_WORK REQUEST_
In the material below, the required lines run from the one containing "sunglasses on head ??" through the one containing "woman in dirndl ??". Copy those lines exactly, ends included, and nothing else.

_GIVEN DATA_
::::::::
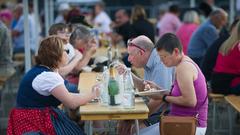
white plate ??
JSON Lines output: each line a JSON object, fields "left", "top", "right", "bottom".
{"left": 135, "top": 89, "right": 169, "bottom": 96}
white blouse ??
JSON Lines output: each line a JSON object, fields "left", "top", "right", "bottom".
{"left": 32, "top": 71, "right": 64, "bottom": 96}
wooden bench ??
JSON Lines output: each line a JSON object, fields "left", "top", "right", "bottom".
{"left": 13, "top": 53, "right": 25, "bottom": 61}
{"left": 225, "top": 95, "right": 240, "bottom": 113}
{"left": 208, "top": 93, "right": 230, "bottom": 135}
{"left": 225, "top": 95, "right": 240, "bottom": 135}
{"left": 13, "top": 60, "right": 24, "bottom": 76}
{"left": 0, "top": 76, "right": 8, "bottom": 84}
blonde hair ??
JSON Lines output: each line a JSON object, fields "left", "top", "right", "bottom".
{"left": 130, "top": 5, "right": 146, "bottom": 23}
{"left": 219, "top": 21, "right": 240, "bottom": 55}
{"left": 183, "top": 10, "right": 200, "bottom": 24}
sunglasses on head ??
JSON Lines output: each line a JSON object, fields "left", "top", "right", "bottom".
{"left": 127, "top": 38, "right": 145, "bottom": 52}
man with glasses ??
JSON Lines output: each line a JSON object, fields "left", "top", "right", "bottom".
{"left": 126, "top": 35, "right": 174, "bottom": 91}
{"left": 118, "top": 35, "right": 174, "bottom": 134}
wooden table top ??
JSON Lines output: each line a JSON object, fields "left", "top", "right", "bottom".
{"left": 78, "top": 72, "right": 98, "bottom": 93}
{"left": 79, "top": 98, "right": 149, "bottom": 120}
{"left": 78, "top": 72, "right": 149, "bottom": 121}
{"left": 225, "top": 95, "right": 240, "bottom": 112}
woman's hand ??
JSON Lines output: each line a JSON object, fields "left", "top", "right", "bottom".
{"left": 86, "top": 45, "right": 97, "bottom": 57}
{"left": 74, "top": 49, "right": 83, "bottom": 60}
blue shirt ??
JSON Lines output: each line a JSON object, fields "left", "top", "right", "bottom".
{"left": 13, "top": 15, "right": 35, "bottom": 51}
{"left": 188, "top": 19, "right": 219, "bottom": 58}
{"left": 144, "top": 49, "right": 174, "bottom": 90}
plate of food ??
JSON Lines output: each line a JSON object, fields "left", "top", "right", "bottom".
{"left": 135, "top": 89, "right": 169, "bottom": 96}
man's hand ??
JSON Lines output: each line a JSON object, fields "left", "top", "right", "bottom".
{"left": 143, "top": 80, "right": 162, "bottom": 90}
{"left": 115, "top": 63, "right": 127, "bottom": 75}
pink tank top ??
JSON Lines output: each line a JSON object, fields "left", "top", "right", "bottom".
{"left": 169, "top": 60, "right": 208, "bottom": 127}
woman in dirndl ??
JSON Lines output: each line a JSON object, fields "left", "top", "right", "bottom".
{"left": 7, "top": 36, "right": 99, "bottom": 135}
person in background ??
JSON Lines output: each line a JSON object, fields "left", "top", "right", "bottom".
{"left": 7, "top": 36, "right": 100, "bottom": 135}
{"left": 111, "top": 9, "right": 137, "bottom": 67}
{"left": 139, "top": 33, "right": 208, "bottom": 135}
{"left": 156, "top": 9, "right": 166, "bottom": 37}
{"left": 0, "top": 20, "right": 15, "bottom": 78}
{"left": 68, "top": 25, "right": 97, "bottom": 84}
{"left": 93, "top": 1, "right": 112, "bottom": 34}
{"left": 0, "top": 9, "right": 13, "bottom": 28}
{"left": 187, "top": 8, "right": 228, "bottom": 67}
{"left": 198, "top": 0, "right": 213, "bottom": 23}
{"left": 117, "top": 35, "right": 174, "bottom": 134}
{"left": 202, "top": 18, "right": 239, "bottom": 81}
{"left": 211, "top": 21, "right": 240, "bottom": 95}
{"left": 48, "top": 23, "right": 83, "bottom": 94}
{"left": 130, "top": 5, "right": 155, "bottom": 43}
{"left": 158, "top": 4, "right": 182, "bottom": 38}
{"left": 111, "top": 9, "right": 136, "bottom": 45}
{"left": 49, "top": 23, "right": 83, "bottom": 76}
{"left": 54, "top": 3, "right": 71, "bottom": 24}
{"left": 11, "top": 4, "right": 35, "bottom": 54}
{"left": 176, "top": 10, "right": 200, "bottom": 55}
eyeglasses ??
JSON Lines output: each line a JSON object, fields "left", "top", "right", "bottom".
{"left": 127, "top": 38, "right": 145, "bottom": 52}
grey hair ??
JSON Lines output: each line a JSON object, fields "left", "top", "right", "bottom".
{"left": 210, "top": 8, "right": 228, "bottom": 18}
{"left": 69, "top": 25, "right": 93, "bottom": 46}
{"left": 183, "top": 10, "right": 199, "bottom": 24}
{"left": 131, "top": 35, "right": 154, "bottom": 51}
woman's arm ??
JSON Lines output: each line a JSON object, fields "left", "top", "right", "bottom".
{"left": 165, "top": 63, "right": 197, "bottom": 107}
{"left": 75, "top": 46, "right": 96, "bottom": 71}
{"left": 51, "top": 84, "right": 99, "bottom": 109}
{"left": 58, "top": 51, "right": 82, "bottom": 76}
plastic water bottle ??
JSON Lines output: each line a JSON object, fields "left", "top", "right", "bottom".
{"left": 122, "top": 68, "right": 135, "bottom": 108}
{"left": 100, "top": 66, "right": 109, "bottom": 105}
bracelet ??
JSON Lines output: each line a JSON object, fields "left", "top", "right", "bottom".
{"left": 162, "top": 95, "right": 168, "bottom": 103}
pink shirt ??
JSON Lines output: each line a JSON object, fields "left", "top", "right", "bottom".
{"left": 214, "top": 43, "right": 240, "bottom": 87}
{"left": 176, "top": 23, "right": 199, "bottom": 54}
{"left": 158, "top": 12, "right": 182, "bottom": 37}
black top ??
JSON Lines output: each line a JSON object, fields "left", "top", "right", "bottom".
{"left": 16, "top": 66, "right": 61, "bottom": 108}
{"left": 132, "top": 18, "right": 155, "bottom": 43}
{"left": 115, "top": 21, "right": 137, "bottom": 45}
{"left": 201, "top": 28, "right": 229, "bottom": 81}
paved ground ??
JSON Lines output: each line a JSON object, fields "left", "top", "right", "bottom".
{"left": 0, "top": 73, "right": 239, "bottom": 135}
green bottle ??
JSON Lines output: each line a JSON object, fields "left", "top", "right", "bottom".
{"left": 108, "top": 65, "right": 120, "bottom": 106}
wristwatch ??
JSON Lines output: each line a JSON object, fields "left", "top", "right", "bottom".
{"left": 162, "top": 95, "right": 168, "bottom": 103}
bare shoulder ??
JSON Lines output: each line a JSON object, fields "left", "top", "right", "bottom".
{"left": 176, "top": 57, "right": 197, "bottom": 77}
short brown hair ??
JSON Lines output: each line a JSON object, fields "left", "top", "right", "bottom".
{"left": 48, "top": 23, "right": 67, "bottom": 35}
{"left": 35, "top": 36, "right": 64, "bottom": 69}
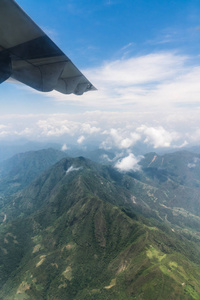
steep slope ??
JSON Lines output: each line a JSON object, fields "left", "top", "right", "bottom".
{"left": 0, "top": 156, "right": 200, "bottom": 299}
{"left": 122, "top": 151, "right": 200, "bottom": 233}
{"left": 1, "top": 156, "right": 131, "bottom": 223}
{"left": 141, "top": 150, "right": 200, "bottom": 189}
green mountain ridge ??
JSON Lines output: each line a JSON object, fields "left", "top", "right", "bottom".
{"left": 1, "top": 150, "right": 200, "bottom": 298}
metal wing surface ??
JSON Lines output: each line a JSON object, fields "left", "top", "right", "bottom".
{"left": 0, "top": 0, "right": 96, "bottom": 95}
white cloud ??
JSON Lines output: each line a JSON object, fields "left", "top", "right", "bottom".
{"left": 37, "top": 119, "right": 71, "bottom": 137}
::::::::
_RESULT OF THIS TASK_
sunglasses on head ??
JSON Lines output: each line a JSON object, fields "left", "top", "right", "bottom".
{"left": 127, "top": 38, "right": 145, "bottom": 52}
man with glasses ??
JSON Lines output: each line a JSON object, fields "left", "top", "right", "bottom".
{"left": 126, "top": 35, "right": 174, "bottom": 91}
{"left": 118, "top": 35, "right": 174, "bottom": 134}
wooden table top ??
JSON Lines output: each line a JSON object, fields "left", "top", "right", "bottom".
{"left": 78, "top": 72, "right": 98, "bottom": 93}
{"left": 79, "top": 98, "right": 149, "bottom": 120}
{"left": 78, "top": 72, "right": 149, "bottom": 121}
{"left": 225, "top": 95, "right": 240, "bottom": 112}
woman's hand ??
JSON Lines output: each line a JSON object, fields "left", "top", "right", "bottom".
{"left": 86, "top": 45, "right": 97, "bottom": 57}
{"left": 74, "top": 49, "right": 83, "bottom": 60}
blue shirt ??
JSON Lines output: each line a JSON object, fields "left", "top", "right", "bottom".
{"left": 13, "top": 15, "right": 35, "bottom": 51}
{"left": 188, "top": 19, "right": 219, "bottom": 58}
{"left": 144, "top": 49, "right": 174, "bottom": 90}
plate of food ??
JSON Lines output: each line a JSON object, fields "left", "top", "right", "bottom".
{"left": 135, "top": 89, "right": 169, "bottom": 96}
man's hand ??
JSON Lines output: each line a JSON object, fields "left", "top", "right", "bottom".
{"left": 143, "top": 80, "right": 162, "bottom": 90}
{"left": 115, "top": 63, "right": 127, "bottom": 75}
pink tank top ??
JSON Lines output: each line a JSON object, fields "left", "top", "right", "bottom".
{"left": 169, "top": 60, "right": 208, "bottom": 127}
woman in dirndl ??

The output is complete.